• Work task
Please update the part of the items that runs from their start through the line containing "box: [304, 132, 652, 623]" by changing "rough mask" to "coarse mask" and leaving everything else unchanged. Leave the pictures out of your answer.

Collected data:

★ ★ ★

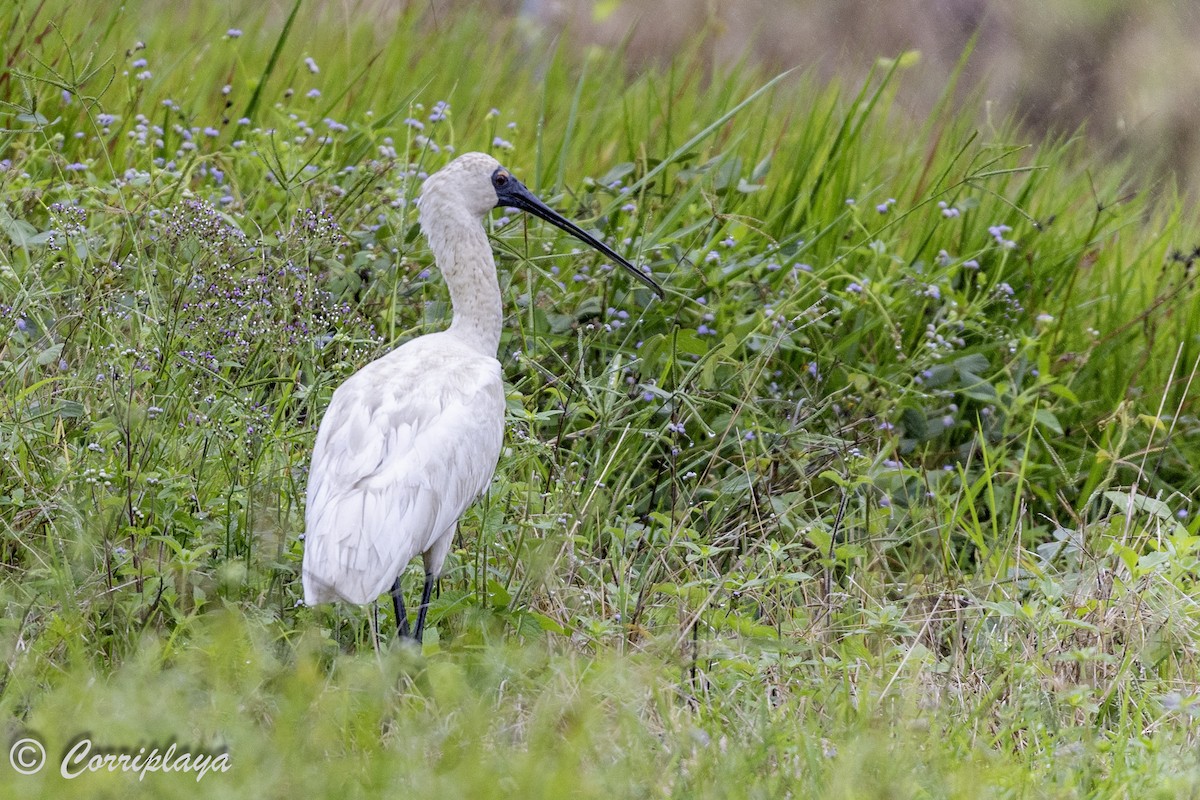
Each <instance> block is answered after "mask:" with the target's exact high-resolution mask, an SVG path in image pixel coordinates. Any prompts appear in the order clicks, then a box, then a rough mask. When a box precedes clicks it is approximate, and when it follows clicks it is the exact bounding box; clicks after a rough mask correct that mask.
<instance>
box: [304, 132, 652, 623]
mask: <svg viewBox="0 0 1200 800" xmlns="http://www.w3.org/2000/svg"><path fill="white" fill-rule="evenodd" d="M500 206H510V207H515V209H521V210H523V211H528V212H529V213H533V215H535V216H538V217H541V218H542V219H545V221H547V222H550V223H552V224H554V225H557V227H559V228H562V229H563V230H565V231H568V233H570V234H571V235H574V236H576V237H577V239H580V240H581V241H583V242H587V243H588V245H590V246H592V247H594V248H596V249H599V251H600V252H601V253H604V254H605V255H607V257H608V258H611V259H613V260H616V261H617V263H618V264H620V265H622V266H624V267H625V269H628V270H629V271H630V272H632V273H634V275H635V276H637V277H638V278H640V279H641V281H642V282H643V283H646V284H647V285H649V287H650V288H652V289H654V291H655V293H656V294H658V295H659V296H661V295H662V288H661V287H660V285H659V284H658V283H655V282H654V281H653V279H650V278H649V277H647V276H646V275H644V273H642V272H641V271H640V270H637V269H636V267H635V266H634V265H632V264H630V263H629V261H626V260H625V259H623V258H622V257H620V255H618V254H617V253H616V252H613V251H612V249H611V248H610V247H607V246H606V245H604V243H602V242H600V241H599V240H596V239H594V237H593V236H590V235H588V234H587V233H584V231H583V230H582V229H581V228H578V227H577V225H575V224H572V223H571V222H569V221H568V219H565V218H564V217H562V216H560V215H558V213H557V212H554V211H553V210H551V209H550V207H548V206H547V205H546V204H544V203H542V201H541V200H539V199H538V198H536V197H534V194H533V193H532V192H529V190H527V188H526V187H524V186H523V185H522V184H521V181H518V180H517V179H515V178H514V176H512V174H511V173H509V170H506V169H504V168H503V167H502V166H500V164H499V163H498V162H497V161H496V160H494V158H492V157H491V156H487V155H484V154H481V152H470V154H466V155H463V156H460V157H458V158H455V160H454V161H452V162H450V163H449V164H448V166H446V167H445V168H443V169H442V170H439V172H437V173H434V174H433V175H431V176H430V178H428V179H427V180H426V181H425V185H424V186H422V187H421V199H420V212H419V221H420V224H421V230H424V231H425V235H426V236H427V237H428V240H430V247H431V249H432V251H433V258H434V260H436V261H437V265H438V269H440V270H442V275H443V276H444V277H445V282H446V285H448V287H449V288H450V302H451V305H452V306H454V320H452V321H451V323H450V327H449V329H446V330H444V331H439V332H437V333H428V335H426V336H420V337H418V338H415V339H412V341H409V342H407V343H404V344H403V345H401V347H398V348H396V349H395V350H392V351H391V353H389V354H386V355H384V356H382V357H380V359H377V360H376V361H372V362H371V363H368V365H367V366H365V367H362V369H360V371H359V372H356V373H354V374H353V375H350V378H349V379H347V381H346V383H343V384H342V385H341V386H338V387H337V391H335V392H334V399H332V401H331V402H330V404H329V409H328V410H326V411H325V416H324V419H323V420H322V421H320V429H319V431H318V433H317V445H316V447H314V449H313V453H312V465H311V468H310V473H308V500H307V506H306V509H305V529H306V530H305V551H304V567H302V576H304V594H305V603H307V604H308V606H314V604H317V603H323V602H330V601H335V600H343V601H347V602H350V603H358V604H360V606H364V604H370V603H373V602H374V601H376V599H377V597H378V596H379V595H382V594H383V593H384V591H386V590H388V589H389V588H390V590H391V597H392V604H394V607H395V610H396V630H397V633H398V634H400V636H401V637H407V636H409V632H408V631H409V628H408V614H407V613H406V610H404V600H403V594H402V590H401V582H400V575H401V573H402V572H403V570H404V566H406V565H407V564H408V563H409V560H412V559H413V557H415V555H416V554H418V553H420V554H421V555H422V557H424V559H425V585H424V589H422V591H421V604H420V609H419V610H418V615H416V630H415V632H414V633H413V638H414V639H416V640H418V642H420V640H421V634H422V632H424V630H425V614H426V612H427V610H428V604H430V593H431V591H432V589H433V582H434V581H436V579H437V578H438V576H439V575H440V573H442V565H443V563H444V561H445V557H446V552H448V551H449V549H450V542H451V540H452V539H454V534H455V530H456V529H457V524H458V517H460V516H462V512H463V511H466V510H467V506H469V505H470V504H472V503H473V501H474V500H475V498H478V497H479V495H480V494H482V492H484V491H485V489H486V488H487V486H488V483H490V482H491V480H492V473H494V471H496V463H497V461H498V459H499V455H500V443H502V439H503V435H504V385H503V381H502V378H500V363H499V361H497V360H496V355H497V350H498V348H499V342H500V325H502V311H500V289H499V284H498V282H497V278H496V261H494V260H493V258H492V249H491V247H490V246H488V242H487V233H486V231H485V230H484V224H482V221H484V217H485V216H487V213H488V212H490V211H491V210H492V209H496V207H500Z"/></svg>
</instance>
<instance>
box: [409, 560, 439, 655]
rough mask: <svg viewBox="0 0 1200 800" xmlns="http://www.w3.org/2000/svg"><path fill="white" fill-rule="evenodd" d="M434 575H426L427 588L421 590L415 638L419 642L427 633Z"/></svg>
mask: <svg viewBox="0 0 1200 800" xmlns="http://www.w3.org/2000/svg"><path fill="white" fill-rule="evenodd" d="M433 581H434V578H433V573H432V572H426V573H425V588H424V589H421V608H420V609H419V610H418V612H416V634H415V636H414V637H413V638H415V639H416V640H418V642H420V640H421V636H422V634H424V633H425V612H427V610H430V595H431V594H433Z"/></svg>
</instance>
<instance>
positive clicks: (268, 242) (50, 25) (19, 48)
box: [0, 0, 1200, 798]
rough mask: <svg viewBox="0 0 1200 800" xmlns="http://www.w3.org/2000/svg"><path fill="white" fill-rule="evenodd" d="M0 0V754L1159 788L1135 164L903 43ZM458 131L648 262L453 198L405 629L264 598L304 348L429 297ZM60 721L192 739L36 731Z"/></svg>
mask: <svg viewBox="0 0 1200 800" xmlns="http://www.w3.org/2000/svg"><path fill="white" fill-rule="evenodd" d="M420 5H421V4H414V6H420ZM14 13H16V17H14V19H16V22H14V23H13V24H12V25H11V26H8V28H7V29H6V30H5V31H4V32H2V34H0V38H2V41H4V47H2V48H0V50H2V52H4V53H5V54H6V55H5V56H4V59H5V66H4V72H2V73H0V101H2V106H0V109H2V116H0V120H2V122H0V128H2V130H0V377H2V383H0V387H2V389H0V564H2V572H0V606H2V616H0V654H2V660H4V662H2V667H0V715H2V718H4V720H5V727H6V728H5V729H6V732H7V733H8V734H10V736H11V738H17V736H18V735H23V734H24V732H30V730H31V732H36V733H37V734H38V735H41V736H42V739H43V741H44V742H46V745H47V750H48V751H49V753H50V756H49V758H50V764H49V765H48V766H47V769H44V770H43V771H42V772H40V774H37V775H34V776H24V775H20V774H18V772H16V771H14V770H11V769H10V768H8V766H7V765H2V769H0V786H4V787H5V793H6V794H11V795H12V796H17V795H18V794H19V796H65V795H68V794H72V793H73V794H95V795H106V796H107V795H110V794H116V793H120V794H121V795H122V796H125V795H126V794H137V793H143V794H146V795H149V796H156V798H164V796H194V795H196V794H197V793H198V792H204V793H210V794H218V795H220V796H298V795H300V794H304V795H305V796H347V795H349V796H379V795H382V794H384V793H389V794H390V793H396V792H402V793H404V794H406V796H433V795H440V796H500V795H505V796H508V795H511V796H529V798H538V796H545V798H563V796H578V798H613V796H631V798H643V796H679V798H781V796H796V798H805V796H829V798H858V796H889V798H892V796H898V798H899V796H964V798H966V796H970V798H974V796H998V798H1010V796H1013V798H1015V796H1072V798H1073V796H1142V798H1148V796H1164V798H1170V796H1189V795H1193V794H1195V793H1198V792H1200V766H1198V760H1196V756H1195V734H1196V712H1198V711H1196V710H1198V708H1200V705H1198V704H1196V700H1198V697H1200V696H1198V694H1196V691H1195V686H1196V684H1198V682H1200V654H1198V640H1200V639H1198V625H1200V608H1198V606H1196V602H1195V594H1196V593H1195V589H1196V575H1198V557H1196V552H1198V543H1200V537H1198V535H1200V507H1198V505H1196V498H1198V497H1200V477H1198V475H1200V471H1198V469H1196V467H1198V464H1200V437H1198V433H1200V421H1198V399H1196V398H1198V371H1200V293H1198V289H1196V258H1198V254H1200V225H1198V224H1196V217H1195V213H1194V210H1193V209H1189V207H1187V206H1186V205H1184V204H1183V203H1182V201H1181V200H1178V199H1176V198H1175V197H1172V196H1171V193H1170V191H1169V190H1168V188H1165V187H1162V186H1156V187H1153V188H1154V191H1153V192H1151V191H1146V190H1145V188H1144V187H1139V186H1138V184H1136V182H1135V181H1134V180H1132V179H1130V178H1129V175H1130V172H1129V170H1128V169H1127V167H1128V166H1123V164H1110V163H1098V162H1097V161H1094V160H1092V158H1090V157H1088V154H1087V152H1085V151H1084V150H1082V149H1081V148H1080V146H1079V145H1078V144H1076V143H1074V142H1072V140H1061V142H1044V143H1037V144H1033V145H1031V144H1030V143H1026V142H1021V140H1020V137H1019V136H1018V134H1016V133H1015V128H1014V127H1013V126H1008V125H1002V126H1000V127H990V126H980V125H978V122H977V115H976V114H974V106H973V101H967V103H966V107H965V108H961V107H959V106H956V104H954V103H952V101H950V97H952V96H954V94H955V92H954V88H953V86H952V88H949V89H948V90H947V100H946V102H944V103H943V104H942V107H941V108H940V109H938V112H937V113H936V114H934V115H931V116H929V118H928V119H924V120H913V119H908V118H906V116H905V115H904V113H902V110H901V109H900V107H899V106H898V104H896V103H895V102H894V101H895V92H896V88H898V85H900V84H901V83H902V80H904V73H905V72H906V71H908V70H914V68H920V66H919V65H913V64H912V61H913V58H912V55H911V54H910V55H905V56H900V58H898V59H894V60H881V61H880V62H878V64H877V67H876V71H875V72H874V74H872V77H871V79H870V80H868V82H866V84H865V85H863V86H860V88H845V86H826V85H818V84H817V83H815V82H812V80H811V79H808V78H805V77H804V76H803V74H800V73H791V74H786V76H781V77H774V78H773V77H770V76H763V74H758V73H757V72H756V71H755V68H754V67H752V66H749V65H744V66H742V67H738V68H733V70H712V71H709V70H706V68H703V67H702V66H701V65H700V64H698V62H697V61H696V60H695V59H694V58H692V56H690V55H689V54H679V55H678V56H677V59H676V60H674V61H673V62H672V64H671V65H670V66H665V67H662V68H661V70H659V71H652V72H646V73H641V74H637V76H630V74H626V72H625V71H624V68H623V65H622V58H620V54H619V53H612V52H576V50H574V49H572V48H570V47H565V46H559V44H558V43H556V42H550V41H544V40H541V38H539V36H538V34H536V32H535V31H533V30H532V29H530V28H529V26H528V25H527V24H524V23H520V22H511V23H510V22H503V20H499V22H498V20H497V19H496V18H492V17H486V16H484V14H481V13H476V12H472V11H464V12H462V13H461V14H458V16H455V17H454V18H438V17H436V16H431V14H428V13H425V12H424V11H422V8H419V7H413V8H409V10H407V11H388V12H380V10H379V8H377V7H373V6H368V5H354V4H349V5H348V6H346V7H342V6H341V5H337V4H326V5H322V4H301V2H294V4H287V5H284V6H271V5H266V4H264V5H263V6H262V7H259V6H248V5H247V6H242V5H239V4H186V5H184V6H182V7H181V6H180V5H179V4H167V2H145V4H131V5H127V6H125V7H121V8H118V7H115V6H108V5H104V4H101V5H97V6H95V7H90V6H89V7H86V8H82V7H79V5H78V4H66V2H61V1H60V0H22V1H20V2H17V4H16V12H14ZM464 53H470V54H473V55H472V56H470V58H463V54H464ZM468 150H485V151H491V152H492V154H493V155H496V156H497V157H498V158H499V160H500V161H502V162H504V163H505V164H506V166H509V167H510V168H512V169H514V170H515V173H516V174H517V175H518V176H521V178H522V180H523V181H524V182H526V184H528V185H529V186H530V187H532V188H533V190H534V191H536V192H539V193H540V194H541V196H542V197H544V198H546V199H547V200H548V201H551V204H552V205H554V206H556V207H558V209H560V210H563V211H564V212H566V213H569V215H570V216H572V217H575V218H578V219H582V221H584V223H586V224H588V225H589V227H592V228H593V229H595V230H596V231H599V234H601V235H602V236H604V237H605V239H606V240H608V241H611V242H613V243H614V245H616V246H617V247H618V248H619V249H622V251H623V252H625V253H629V254H630V255H631V257H636V260H637V261H638V263H641V264H643V265H646V266H647V267H649V269H650V270H652V271H653V273H654V276H655V277H656V278H658V279H660V281H661V282H662V283H664V284H666V285H667V287H668V296H667V299H666V300H665V301H656V300H652V297H650V296H649V294H648V293H647V291H646V290H643V289H642V288H641V287H640V285H637V284H635V283H631V282H630V281H629V279H628V277H626V276H622V275H619V272H614V273H611V272H610V265H607V264H605V263H604V261H602V259H601V258H600V257H598V255H595V254H593V253H589V252H588V253H580V252H575V251H572V246H571V243H570V240H568V239H565V237H564V236H562V235H559V234H558V233H557V231H556V229H553V228H550V227H544V225H541V224H539V223H538V222H536V221H533V219H529V218H526V217H520V216H512V217H511V218H510V217H509V216H508V215H505V213H503V212H497V213H496V215H493V218H492V219H491V221H490V225H491V233H492V237H493V242H494V246H496V248H497V253H498V263H499V266H500V272H502V277H500V281H502V288H503V294H504V297H505V308H506V312H508V318H506V330H505V338H504V341H503V343H502V354H500V359H502V362H503V366H504V372H505V378H506V381H508V385H509V387H510V395H509V416H508V435H506V445H505V452H504V455H503V457H502V461H500V464H499V468H498V470H497V475H496V480H494V483H493V486H492V488H491V491H490V493H488V494H487V495H486V498H485V499H484V500H481V501H480V503H479V504H478V505H475V506H473V509H472V510H470V511H468V513H467V516H466V517H464V519H463V524H462V527H461V541H460V542H457V543H456V548H455V549H454V552H452V553H451V555H450V558H449V560H448V567H446V575H445V577H444V578H443V579H442V583H440V589H439V591H438V594H437V595H436V599H434V602H433V606H432V608H431V613H430V619H431V630H430V631H428V632H427V640H426V646H425V651H424V654H421V655H416V654H413V652H407V651H403V650H397V649H394V648H391V646H390V644H389V643H386V642H384V644H383V645H382V646H380V648H378V649H377V648H376V645H374V637H373V633H372V627H373V625H374V622H376V620H373V619H372V618H373V616H374V615H378V616H379V618H380V619H379V627H380V628H382V630H383V631H388V630H390V626H389V625H388V624H385V622H388V615H389V614H390V607H389V606H388V604H386V603H380V604H379V607H378V608H377V609H374V610H371V609H358V608H348V607H337V608H335V607H322V608H316V609H310V608H305V607H302V606H301V604H300V596H301V590H300V582H299V565H300V557H301V553H302V541H301V534H302V509H304V486H305V480H306V464H307V458H308V455H310V452H311V449H312V443H313V435H314V432H316V425H317V421H318V420H319V416H320V414H322V411H323V410H324V408H325V405H326V404H328V402H329V397H330V395H331V392H332V390H334V389H335V387H336V386H337V384H338V383H340V381H342V380H343V379H344V378H346V377H348V375H349V374H350V373H353V372H354V371H355V369H356V368H359V367H361V366H362V365H364V363H366V362H367V361H368V360H371V359H372V357H376V356H378V355H380V354H382V353H384V351H386V350H388V349H389V348H391V347H395V345H396V344H397V343H400V342H403V341H404V339H407V338H409V337H413V336H418V335H420V333H424V332H428V331H431V330H436V329H437V327H438V326H440V325H443V324H444V321H445V319H446V317H448V313H449V301H448V296H446V293H445V289H444V285H443V284H442V282H440V279H439V277H438V275H437V272H436V270H434V269H433V265H432V263H431V257H430V254H428V251H427V248H426V245H425V242H424V239H422V237H421V236H420V235H419V230H418V227H416V215H415V207H414V200H415V198H416V196H418V193H419V188H420V182H421V180H422V178H424V176H425V175H426V174H427V173H430V172H433V170H434V169H437V168H438V167H439V166H442V164H443V163H445V162H446V161H448V160H449V158H450V157H452V154H455V152H466V151H468ZM413 569H414V572H415V571H416V569H418V567H413ZM416 579H419V578H416V577H415V575H410V576H409V582H412V581H416ZM83 733H90V734H91V736H92V738H94V739H95V740H96V741H97V742H98V744H103V745H108V746H140V745H145V744H146V742H166V741H176V742H181V744H192V745H196V746H203V747H209V748H215V747H226V748H227V750H228V753H229V756H230V759H232V763H233V766H232V769H230V770H229V771H228V772H223V774H209V775H206V776H205V777H204V778H203V780H202V781H199V782H197V781H194V780H193V778H192V777H190V776H180V775H167V774H148V775H145V776H144V778H142V780H140V781H139V780H138V777H137V776H136V775H133V776H130V775H124V774H120V772H118V774H108V772H103V774H88V775H83V776H79V777H78V778H74V780H72V781H66V780H64V778H62V777H61V776H60V775H59V772H58V764H56V759H58V758H59V757H60V754H61V751H62V748H64V747H65V746H66V745H67V744H68V741H71V740H72V739H73V738H74V736H77V735H80V734H83ZM6 746H7V740H6ZM134 750H136V747H134Z"/></svg>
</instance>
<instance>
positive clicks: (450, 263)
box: [420, 197, 503, 357]
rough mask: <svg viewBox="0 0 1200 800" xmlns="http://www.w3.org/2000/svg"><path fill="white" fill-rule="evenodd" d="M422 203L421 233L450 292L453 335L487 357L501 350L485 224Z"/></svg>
mask: <svg viewBox="0 0 1200 800" xmlns="http://www.w3.org/2000/svg"><path fill="white" fill-rule="evenodd" d="M430 200H433V198H428V197H426V198H424V199H422V201H421V213H420V219H421V229H422V230H424V231H425V235H426V237H427V239H428V240H430V248H431V249H432V251H433V259H434V260H436V261H437V265H438V270H440V271H442V275H443V277H444V278H445V282H446V285H448V287H449V288H450V303H451V305H452V306H454V321H451V323H450V332H451V333H454V335H455V336H456V337H457V338H458V339H460V341H462V342H463V343H464V344H468V345H470V347H472V348H474V349H475V350H478V351H479V353H481V354H484V355H490V356H493V357H494V356H496V351H497V350H498V349H499V347H500V326H502V320H503V317H502V311H500V287H499V283H498V282H497V278H496V260H494V259H493V257H492V246H491V243H488V241H487V234H486V233H485V231H484V225H482V222H481V221H480V219H478V218H475V217H473V216H472V215H470V213H469V212H468V211H467V210H466V209H463V207H461V206H458V205H457V204H454V203H437V201H436V200H433V201H430Z"/></svg>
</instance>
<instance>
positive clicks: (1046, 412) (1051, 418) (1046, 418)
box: [1033, 408, 1062, 435]
mask: <svg viewBox="0 0 1200 800" xmlns="http://www.w3.org/2000/svg"><path fill="white" fill-rule="evenodd" d="M1033 416H1034V417H1037V420H1038V422H1039V423H1040V425H1042V426H1044V427H1046V428H1049V429H1050V431H1051V432H1052V433H1057V434H1058V435H1062V423H1061V422H1058V417H1057V416H1055V414H1054V411H1051V410H1050V409H1048V408H1039V409H1038V410H1037V414H1034V415H1033Z"/></svg>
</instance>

★ ★ ★

• Result
Each <instance> block is answered after "mask:" with the target's exact high-resolution mask, an SVG path in image pixel coordinates. Any prompts appear in the order clicks, then a box, then a coarse mask. When a box precedes clicks it is approximate, and when it follows clicks it is the exact bounding box; clicks after a coarse mask correct that mask.
<instance>
box: [304, 132, 652, 623]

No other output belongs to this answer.